◆ TEXTAUSZUG:
──────

Entscheidungsstichwort (Thema)

Bescheinigung nur der nach dem festen Verhältnis berechneten Körperschaftsteuer - Anrechnung von Körperschaftsteuer auch bei Nichterfassung der anzurechnenden Körperschaftsteuer als Einnahme - Keine Bindung zwischen Einkommensteuerbescheid und Abrechnungsbescheid hinsichtlich anzurechnender Körperschaftsteuer

 

Leitsatz (amtlich)

1. Nach § 44 Abs.1 Satz 1 Nr.4 KStG 1977 muß nur die nach dem festen Verhältnis berechnete Körperschaftsteuer, d.h. nur die materiell-rechtlich vorgeschriebene Steuerbelastung bescheinigt werden. Nicht zu bescheinigen ist die tatsächliche Erhebung der Körperschaftsteuer.

2. § 36 Abs.2 Nr.3 Satz 4 Buchst.f EStG 1990 schließt die Anrechnung nur für den Fall aus, daß die mit der anzurechnenden Körperschaftsteuer zusammenhängenden Einnahmen i.S. des § 20 Abs.1 Nrn.1 oder 2 oder Abs.2 Nr.2 Buchst.a EStG bei der Steuerfestsetzung nicht erfaßt worden sind.

──────

◆ EXTRAHIERTES MATERIAL:
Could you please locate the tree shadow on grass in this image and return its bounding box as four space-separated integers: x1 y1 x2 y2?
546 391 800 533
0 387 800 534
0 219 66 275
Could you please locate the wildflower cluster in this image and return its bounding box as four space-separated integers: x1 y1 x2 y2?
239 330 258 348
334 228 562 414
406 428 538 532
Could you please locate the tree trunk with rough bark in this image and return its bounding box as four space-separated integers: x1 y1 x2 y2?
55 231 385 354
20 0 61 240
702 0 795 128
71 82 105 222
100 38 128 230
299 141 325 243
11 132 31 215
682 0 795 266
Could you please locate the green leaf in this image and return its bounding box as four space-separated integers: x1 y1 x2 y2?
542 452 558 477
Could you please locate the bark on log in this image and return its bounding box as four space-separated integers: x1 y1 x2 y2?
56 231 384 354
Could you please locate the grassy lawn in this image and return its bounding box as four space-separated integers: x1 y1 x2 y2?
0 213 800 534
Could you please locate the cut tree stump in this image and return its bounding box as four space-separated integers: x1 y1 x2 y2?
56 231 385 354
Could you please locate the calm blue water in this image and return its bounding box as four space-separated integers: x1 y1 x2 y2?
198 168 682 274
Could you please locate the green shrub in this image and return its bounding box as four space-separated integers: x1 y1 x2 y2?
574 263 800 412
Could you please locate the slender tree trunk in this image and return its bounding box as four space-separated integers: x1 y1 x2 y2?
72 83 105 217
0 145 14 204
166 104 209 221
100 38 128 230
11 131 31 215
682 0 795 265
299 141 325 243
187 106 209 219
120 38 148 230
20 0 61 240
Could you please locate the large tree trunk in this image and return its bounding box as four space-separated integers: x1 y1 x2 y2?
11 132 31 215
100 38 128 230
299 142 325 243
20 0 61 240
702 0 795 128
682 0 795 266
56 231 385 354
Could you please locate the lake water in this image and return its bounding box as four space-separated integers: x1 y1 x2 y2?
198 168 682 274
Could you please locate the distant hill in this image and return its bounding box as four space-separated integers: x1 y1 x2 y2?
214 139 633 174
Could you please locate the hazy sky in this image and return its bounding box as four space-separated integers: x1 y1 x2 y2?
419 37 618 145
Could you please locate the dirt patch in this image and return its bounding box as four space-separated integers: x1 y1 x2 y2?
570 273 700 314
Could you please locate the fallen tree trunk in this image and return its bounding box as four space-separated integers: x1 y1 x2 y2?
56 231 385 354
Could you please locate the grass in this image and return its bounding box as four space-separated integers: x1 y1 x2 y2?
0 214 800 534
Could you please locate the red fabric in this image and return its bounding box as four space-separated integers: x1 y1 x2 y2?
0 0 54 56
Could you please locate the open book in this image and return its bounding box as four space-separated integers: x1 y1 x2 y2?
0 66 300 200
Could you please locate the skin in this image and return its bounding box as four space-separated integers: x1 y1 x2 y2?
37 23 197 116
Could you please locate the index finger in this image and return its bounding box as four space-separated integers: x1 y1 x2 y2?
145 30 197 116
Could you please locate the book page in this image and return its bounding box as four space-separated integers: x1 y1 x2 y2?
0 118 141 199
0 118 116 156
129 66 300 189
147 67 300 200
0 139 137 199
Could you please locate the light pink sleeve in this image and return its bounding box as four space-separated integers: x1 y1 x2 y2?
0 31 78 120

──────

◆ ZU ERLEDIGEN:
• A. Prüfen Sie, ob die Aussagen (i), (ii) und (iii) mit dem Textauszug zur Körperschaftsteuer übereinstimmen. Beantworten Sie jede mit Ja oder Nein und führen Sie die entscheidenden Worte des Textauszugs wörtlich an: (i) Die tatsächliche Erhebung der Körperschaftsteuer muss bescheinigt werden. (ii) Nach § 44 Abs.1 Satz 1 Nr.4 KStG 1977 ist die nach dem festen Verhältnis berechnete Körperschaftsteuer zu bescheinigen. (iii) § 36 Abs.2 Nr.3 Satz 4 Buchst.f EStG 1990 schließt die Anrechnung aus, wenn die zugehörigen Einnahmen bei der Steuerfestsetzung nicht erfasst worden sind.
• B. Führen Sie den Textauszug zur Körperschaftsteuer im Anschluss an seinen letzten Satz weiter.

◆ DIE ANTWORTEN:
• A.
(i) Nein: „Nicht zu bescheinigen ist die tatsächliche Erhebung der Körperschaftsteuer.“
(ii) Ja: „muß nur die nach dem festen Verhältnis berechnete Körperschaftsteuer, d.h. nur die materiell-rechtlich vorgeschriebene Steuerbelastung bescheinigt werden“
(iii) Ja: „schließt die Anrechnung nur für den Fall aus, daß die mit der anzurechnenden Körperschaftsteuer zusammenhängenden Einnahmen i.S. des § 20 Abs.1 Nrn.1 oder 2 oder Abs.2 Nr.2 Buchst.a EStG bei der Steuerfestsetzung nicht erfaßt worden sind“

• B.
Orientierungssatz

Zwischen einem Einkommensteuerbescheid und einem Abrechnungsbescheid besteht keine Bindung gemäß § 182 Abs. 1 AO 1977 dergestalt, daß die Körperschaftsteuer in dem Abrechnungsbescheid nur insoweit zu berücksichtigen ist, als sie im Einkommensteuerbescheid als Einnahme gemäß § 20 Abs. 1 Nr. 3 EStG angesetzt und keine Vergütung nach §§ 36b, 36c oder 36d EStG beantragt oder durchgeführt worden ist (vgl. Literatur). Die Einnahmen gem. § 20 Abs. 1 Nr. 3 EStG werden im Einkommensteuerbescheid nicht gesondert festgestellt. Sie werden in ihm nicht als besonderer Betrag ausgewiesen und sind als Teil der im Bescheid erfaßten Einkünfte wie diese lediglich unselbständige Besteuerungsgrundlagen i.S.d. § 157 Abs. 2 AO 1977.

 

Normenkette

AO 1977 § 157 Abs. 2, § 182 Abs. 1, § 218; EStR 1990 Abschn. 213g Abs. 1 Sätze 1-2; EStG § 20 Abs. 1 Nrn. 1-3, Abs. 2 Nr. 2, § 36 Abs. 2 Nr. 3 S. 1, § 36a; KStG 1977 § 44 Abs. 1 S. 1 Nr. 4, §§ 45-46; EStG 1990 § 36 Abs. 2 Nr. 3 S. 4 Buchst. f.

 

Verfahrensgang

FG Düsseldorf (Urteil vom 26.05.1992; Aktenzeichen 6 K 258/89 AO)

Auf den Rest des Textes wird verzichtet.